▶ TASK INSTRUCTIONS
Whenever a line in the data holds the string "below", copy that line.
[ENTRIES PROVIDED — start]
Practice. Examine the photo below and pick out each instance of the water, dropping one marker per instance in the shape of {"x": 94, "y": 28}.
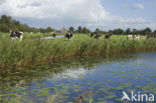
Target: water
{"x": 50, "y": 37}
{"x": 65, "y": 80}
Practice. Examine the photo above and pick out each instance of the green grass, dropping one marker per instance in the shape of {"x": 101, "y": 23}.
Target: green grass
{"x": 31, "y": 51}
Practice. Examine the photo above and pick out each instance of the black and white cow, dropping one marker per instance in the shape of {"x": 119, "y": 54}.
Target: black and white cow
{"x": 69, "y": 36}
{"x": 16, "y": 35}
{"x": 54, "y": 35}
{"x": 107, "y": 36}
{"x": 150, "y": 36}
{"x": 97, "y": 36}
{"x": 91, "y": 34}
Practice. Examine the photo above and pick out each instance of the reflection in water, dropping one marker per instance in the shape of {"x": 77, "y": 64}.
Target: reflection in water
{"x": 69, "y": 73}
{"x": 72, "y": 78}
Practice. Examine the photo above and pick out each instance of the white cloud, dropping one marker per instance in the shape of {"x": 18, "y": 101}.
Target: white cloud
{"x": 138, "y": 6}
{"x": 135, "y": 6}
{"x": 66, "y": 12}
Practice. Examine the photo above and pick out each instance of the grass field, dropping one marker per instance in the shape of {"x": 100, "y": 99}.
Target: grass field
{"x": 31, "y": 51}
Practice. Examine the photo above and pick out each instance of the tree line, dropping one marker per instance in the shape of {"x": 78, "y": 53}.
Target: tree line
{"x": 7, "y": 23}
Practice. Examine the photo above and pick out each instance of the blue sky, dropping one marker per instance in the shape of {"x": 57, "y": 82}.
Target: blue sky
{"x": 116, "y": 7}
{"x": 103, "y": 14}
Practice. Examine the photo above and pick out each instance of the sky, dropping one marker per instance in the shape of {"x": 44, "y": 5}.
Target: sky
{"x": 103, "y": 14}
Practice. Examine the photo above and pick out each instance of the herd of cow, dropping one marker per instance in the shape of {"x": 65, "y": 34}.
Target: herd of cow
{"x": 70, "y": 35}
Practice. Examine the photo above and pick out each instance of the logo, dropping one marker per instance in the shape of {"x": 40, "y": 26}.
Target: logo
{"x": 137, "y": 97}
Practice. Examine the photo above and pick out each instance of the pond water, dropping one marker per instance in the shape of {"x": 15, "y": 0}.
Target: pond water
{"x": 51, "y": 37}
{"x": 71, "y": 80}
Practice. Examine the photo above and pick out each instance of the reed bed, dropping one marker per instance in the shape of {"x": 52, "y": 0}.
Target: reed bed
{"x": 31, "y": 51}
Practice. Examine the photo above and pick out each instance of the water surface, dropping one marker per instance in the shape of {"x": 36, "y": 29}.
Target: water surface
{"x": 65, "y": 80}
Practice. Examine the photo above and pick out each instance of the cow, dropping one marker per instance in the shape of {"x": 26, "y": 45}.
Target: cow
{"x": 107, "y": 36}
{"x": 15, "y": 35}
{"x": 129, "y": 37}
{"x": 54, "y": 35}
{"x": 136, "y": 37}
{"x": 97, "y": 36}
{"x": 151, "y": 36}
{"x": 91, "y": 34}
{"x": 69, "y": 36}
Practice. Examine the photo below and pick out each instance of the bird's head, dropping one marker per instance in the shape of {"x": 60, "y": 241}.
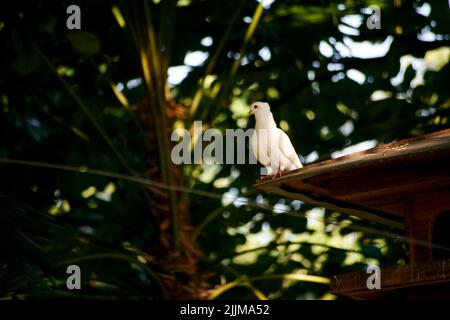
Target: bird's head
{"x": 259, "y": 108}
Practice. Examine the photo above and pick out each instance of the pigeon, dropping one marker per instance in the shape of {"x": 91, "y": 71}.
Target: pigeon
{"x": 271, "y": 145}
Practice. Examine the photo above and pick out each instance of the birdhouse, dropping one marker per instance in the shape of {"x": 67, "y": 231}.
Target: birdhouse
{"x": 403, "y": 185}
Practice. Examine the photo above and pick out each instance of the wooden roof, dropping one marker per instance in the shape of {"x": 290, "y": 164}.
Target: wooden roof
{"x": 428, "y": 280}
{"x": 372, "y": 184}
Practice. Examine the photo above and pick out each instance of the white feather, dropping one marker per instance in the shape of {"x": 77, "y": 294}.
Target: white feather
{"x": 271, "y": 145}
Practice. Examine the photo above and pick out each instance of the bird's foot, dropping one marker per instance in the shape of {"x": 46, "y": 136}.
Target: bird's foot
{"x": 271, "y": 176}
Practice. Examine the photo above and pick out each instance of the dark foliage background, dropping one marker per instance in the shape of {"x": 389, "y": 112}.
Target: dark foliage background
{"x": 72, "y": 102}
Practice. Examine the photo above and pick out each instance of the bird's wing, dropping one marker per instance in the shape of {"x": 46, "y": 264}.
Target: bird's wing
{"x": 259, "y": 148}
{"x": 287, "y": 149}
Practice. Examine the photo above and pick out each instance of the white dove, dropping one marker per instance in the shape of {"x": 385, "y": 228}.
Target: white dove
{"x": 271, "y": 145}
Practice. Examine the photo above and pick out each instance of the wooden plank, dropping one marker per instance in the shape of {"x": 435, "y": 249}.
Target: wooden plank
{"x": 393, "y": 278}
{"x": 434, "y": 145}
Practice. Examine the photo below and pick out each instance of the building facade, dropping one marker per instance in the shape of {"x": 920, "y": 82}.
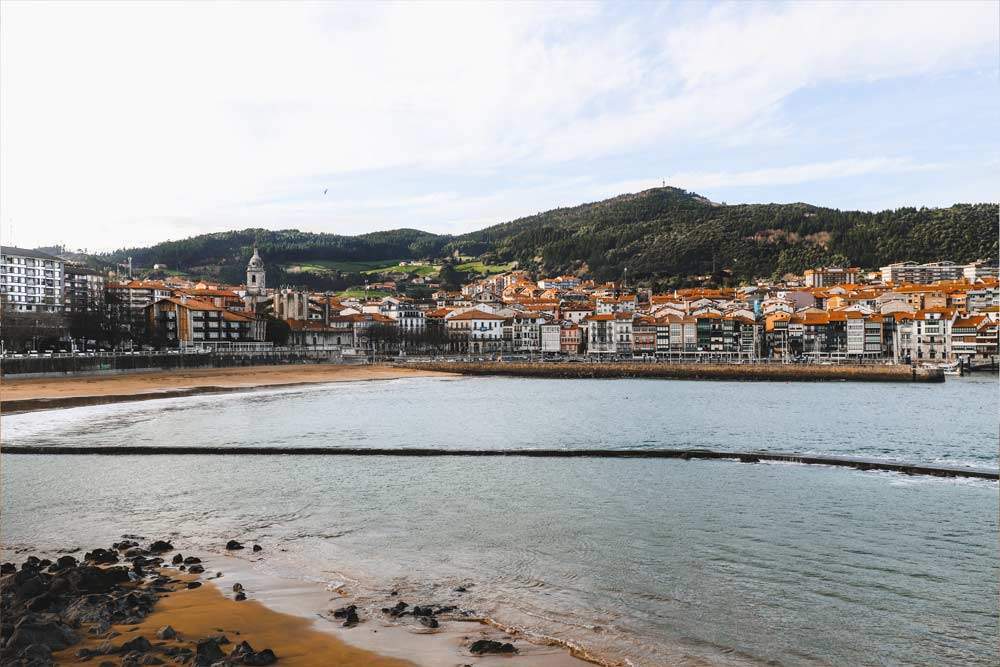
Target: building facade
{"x": 31, "y": 281}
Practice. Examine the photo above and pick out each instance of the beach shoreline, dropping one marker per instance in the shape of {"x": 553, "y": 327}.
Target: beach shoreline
{"x": 222, "y": 598}
{"x": 31, "y": 394}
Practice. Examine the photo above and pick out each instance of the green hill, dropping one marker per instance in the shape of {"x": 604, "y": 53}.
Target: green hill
{"x": 664, "y": 236}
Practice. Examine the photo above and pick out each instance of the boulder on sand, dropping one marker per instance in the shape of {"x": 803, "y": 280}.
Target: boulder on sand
{"x": 485, "y": 646}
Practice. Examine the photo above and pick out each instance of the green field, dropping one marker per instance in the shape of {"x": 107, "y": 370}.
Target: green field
{"x": 362, "y": 293}
{"x": 422, "y": 270}
{"x": 481, "y": 269}
{"x": 325, "y": 265}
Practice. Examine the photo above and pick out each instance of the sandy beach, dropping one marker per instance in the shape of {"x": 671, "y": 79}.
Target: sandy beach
{"x": 26, "y": 394}
{"x": 131, "y": 606}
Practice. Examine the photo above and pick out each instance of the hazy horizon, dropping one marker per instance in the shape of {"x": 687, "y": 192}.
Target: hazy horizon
{"x": 448, "y": 118}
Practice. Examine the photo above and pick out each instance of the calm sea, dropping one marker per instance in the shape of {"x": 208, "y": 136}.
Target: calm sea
{"x": 647, "y": 561}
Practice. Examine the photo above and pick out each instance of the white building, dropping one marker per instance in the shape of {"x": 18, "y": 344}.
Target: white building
{"x": 31, "y": 280}
{"x": 256, "y": 276}
{"x": 551, "y": 337}
{"x": 922, "y": 274}
{"x": 476, "y": 331}
{"x": 409, "y": 317}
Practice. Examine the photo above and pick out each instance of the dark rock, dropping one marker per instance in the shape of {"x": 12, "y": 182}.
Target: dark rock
{"x": 41, "y": 602}
{"x": 344, "y": 611}
{"x": 140, "y": 644}
{"x": 265, "y": 657}
{"x": 207, "y": 652}
{"x": 88, "y": 579}
{"x": 65, "y": 562}
{"x": 34, "y": 655}
{"x": 35, "y": 629}
{"x": 241, "y": 649}
{"x": 485, "y": 646}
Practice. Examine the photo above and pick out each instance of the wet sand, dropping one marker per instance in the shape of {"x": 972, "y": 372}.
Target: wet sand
{"x": 27, "y": 394}
{"x": 402, "y": 639}
{"x": 205, "y": 612}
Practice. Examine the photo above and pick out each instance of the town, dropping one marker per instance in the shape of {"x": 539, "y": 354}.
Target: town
{"x": 938, "y": 313}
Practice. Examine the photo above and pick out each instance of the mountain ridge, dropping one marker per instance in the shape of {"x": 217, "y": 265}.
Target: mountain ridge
{"x": 662, "y": 235}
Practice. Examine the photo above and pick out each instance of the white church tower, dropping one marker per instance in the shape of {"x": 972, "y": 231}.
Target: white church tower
{"x": 255, "y": 275}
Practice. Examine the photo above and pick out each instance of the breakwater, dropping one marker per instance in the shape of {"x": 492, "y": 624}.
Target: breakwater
{"x": 113, "y": 363}
{"x": 864, "y": 464}
{"x": 682, "y": 371}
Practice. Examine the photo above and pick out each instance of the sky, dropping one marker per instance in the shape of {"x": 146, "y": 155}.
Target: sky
{"x": 123, "y": 124}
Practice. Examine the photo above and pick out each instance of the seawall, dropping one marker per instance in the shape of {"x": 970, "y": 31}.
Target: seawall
{"x": 680, "y": 371}
{"x": 864, "y": 464}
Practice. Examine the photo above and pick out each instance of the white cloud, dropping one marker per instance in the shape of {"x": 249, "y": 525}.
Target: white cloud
[ENTRIES PROVIDED — finish]
▶ RESULT
Practice. Examine the photo below and pick out each instance of the water, dropping one marker per instance in the shape of {"x": 94, "y": 28}.
Practice. Examine the photo below and pick out each instance of the bird's head, dropping one marker per instance in the shape of {"x": 60, "y": 241}.
Practice. Examine the photo below and pick out each instance of the building facade, dropping one marker per instance in the shape of {"x": 920, "y": 82}.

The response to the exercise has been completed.